REQUIRED WORK
Copy everything in the records, character for character, except images.

STORED DATA
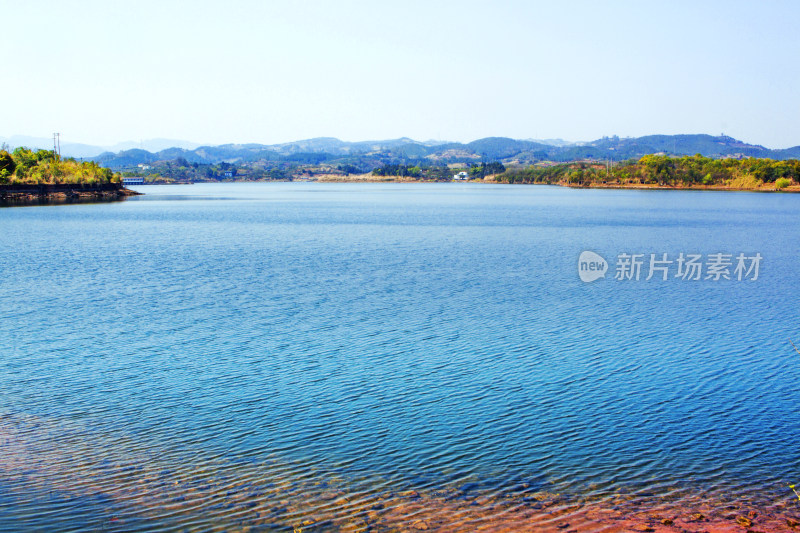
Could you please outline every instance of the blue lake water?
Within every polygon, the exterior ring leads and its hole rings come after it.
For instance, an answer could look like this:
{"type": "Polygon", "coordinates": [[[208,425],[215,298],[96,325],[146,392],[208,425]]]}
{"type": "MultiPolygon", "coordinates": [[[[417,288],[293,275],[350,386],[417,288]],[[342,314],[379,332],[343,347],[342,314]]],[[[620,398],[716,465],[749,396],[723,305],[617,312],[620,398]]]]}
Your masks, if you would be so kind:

EXPECTED OUTPUT
Could you please outline every instance of the blue lake water?
Within every polygon, the exterior ring leads and its hole rings come after it.
For instance, an answer could look like this:
{"type": "Polygon", "coordinates": [[[208,425],[215,298],[96,325],[146,392],[208,425]]]}
{"type": "MultiPolygon", "coordinates": [[[[417,288],[293,275],[350,386],[417,288]],[[342,314],[379,332],[343,347],[342,314]]],[[[620,398],[716,465],[749,396],[723,305],[617,312],[620,398]]]]}
Your masks, if you would be so kind:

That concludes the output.